[EXTRAIT À LIRE]:
════════
Depuis quelques mois, un retour de bâton conservateur s’installe. Discret d’abord, brutal désormais. Il grignote, attaque, détricote des années de progrès sur le climat, la diversité, l’inclusion, la liberté…

Face à cette offensive, une question émerge avec urgence : comment résister ?

Pour cette 3ᵉ newsletter, nous avons choisi de mettre en lumière celles et ceux qui tiennent bon. Celles et ceux qui refusent de plier face au cynisme, à la peur ou au renoncement. Qui défendent la vérité scientifique, l’égalité, l’écologie, la souveraineté même lorsque ces valeurs sont attaquées.

Au sommaire de notre dossier spécial :
👉 Résister à Trump : “Don’t believe him !”
👉 Aux États-Unis, la science entre en résistance
👉 L’union sacrée des Canadiens face à Trump
👉 Face au backlash conservateur : les entreprises entre rétropédalage et résistance
👉 Sous pression, l’ADEME choisit la transparence et l’action.
👉 Super Bowl 2025 : quand les marques battent en retraite

 


Résister à Trump : « Don’t believe him ! »

Avec Trump, chaque jour apporte son lot de provocations, de mesures extrêmes ou de déclarations sidérantes. Rien d’improvisé dans cette avalanche : elle répond à une stratégie bien rodée, théorisée par Steve Bannon dans une interview de 2019 :

« Les médias sont l’opposition, et comme ils sont stupides et paresseux, ils ne peuvent s’intéresser qu’à une chose à la fois. Tout ce que nous avons à faire, c’est noyer la zone. Chaque jour, nous devons leur balancer trois choses. Ils en mordront une et nous pourrons faire nos affaires. Bang, bang, bang, ils ne s’en remettront jamais. »

L’objectif est simple : saturer l’espace médiatique, brouiller les repères, créer du chaos pour faire diversion. Une méthode qui rappelle ce que Naomi Klein analysait dès 2007 dans La Stratégie du choc : utiliser la sidération pour neutraliser le débat collectif, affaiblir les contre-pouvoirs : scientifiques, journalistes, institutions, et ainsi faire passer des mesures impopulaires dans le tumulte.

Dans une vidéo du New York Times, le journaliste Ezra Klein explique qu’au-delà de vouloir gouverner seul et dans le chaos, Donald Trump cherche à instiller une idée encore plus insidieuse. Il détiendrait un pouvoir supérieur à tous les présidents américains avant lui et qu’il serait alors vain de lui résister.

Ezra Klein nous invite à ne pas le croire, comme acte de résistance, un refus de se soumettre à sa volonté, présentée comme inévitable. Parce que ses décrets peuvent être stoppés dans les tribunaux. Le Groenland peut refuser d’être américain. On peut quitter le bureau oval refusant le récit imposé. Refuser que Gaza devienne une Riviera…

La vérité de Trump n’est pas performative, nous pouvons résister ! Don’t believe him !
════════
[LIGNES ENREGISTRÉES]:
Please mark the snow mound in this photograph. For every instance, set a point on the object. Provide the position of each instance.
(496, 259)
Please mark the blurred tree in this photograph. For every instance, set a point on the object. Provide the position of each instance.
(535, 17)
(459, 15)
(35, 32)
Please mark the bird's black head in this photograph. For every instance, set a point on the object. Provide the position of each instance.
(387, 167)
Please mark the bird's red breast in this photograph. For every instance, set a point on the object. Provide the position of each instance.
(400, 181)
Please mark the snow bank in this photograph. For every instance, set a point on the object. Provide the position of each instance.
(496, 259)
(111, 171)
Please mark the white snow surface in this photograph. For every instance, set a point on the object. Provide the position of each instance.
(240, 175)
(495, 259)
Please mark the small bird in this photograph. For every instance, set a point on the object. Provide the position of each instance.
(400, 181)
════════
[CONSIGNE 1]: D'après l'extrait sur la résistance à Trump, en quelle année Steve Bannon a-t-il théorisé dans une interview la stratégie qui consiste à « noyer la zone » ?
[CONSIGNE 2]: Poursuivez l'extrait sur la résistance à Trump après sa dernière phrase.
Les lignes enregistrées forment un matériau à part, distinct de l'extrait sur la résistance à Trump.

[RÉPONSE ATTENDUE 1]: En 2019.

[RÉPONSE ATTENDUE 2]:
la science résiste

Aux États-Unis, la science entre en résistance

Depuis son retour au pouvoir, Donald Trump mène une offensive contre la science. Climatosceptique, persuadé que la lutte contre le réchauffement climatique freine la prospérité des États-Unis, Trump veut casser le thermomètre pour ne plus voir la fièvre.

En ligne de mire : les chercheurs et les agences fédérales. La NOAA (National Oceanic and Atmospheric Administration), pilier de la recherche environnementale, en paie un lourd tribut : personnel réduit à son plus bas niveau historique, bâtiments menacés de fermeture, son centre de prévision météorologique a dû suspendre ses activités, faute de moyens.

Sans les données de l’agence américaine, c’est toute la planète qui perd un accès précieux aux recherches sur le climat, les océans, les catastrophes naturelles et les prévisions météo, dont certaines activités économiques, comme l’agriculture, l’assurance ou la pêche, qui dépendent étroitement des conditions climatiques. Le Washington Post révèle que plusieurs représentants de ces industries ont interpellé l’administration Trump pour demander le maintien des activités de l’agence, rappelant que « peut-être qu’aucune autre entité fédérale ne facilite une plus grande activité économique et commerciale que la NOAA et ses sources de données ».

Face à cette asphyxie organisée de la science américaine, la résistance commence à s’organiser. Le mouvement Stand Up For Science mobilise chercheurs, enseignants et citoyens pour défendre la liberté académique. Depuis mars, des manifestations aux Etats-Unis et aussi en Europe se sont multipliées pour dénoncer les atteintes répétées à la science et exiger la réhabilitation des institutions scientifiques.

Et cette mobilisation commence à porter ses fruits. Comme le rapporte Le Monde, des décisions de justice ont invalidé plusieurs vagues de licenciements dans les agences fédérales. Résultat : près de 25 000 agents en période d’essai ont été réintégrés dans 18 agences, dont de nombreux chercheurs.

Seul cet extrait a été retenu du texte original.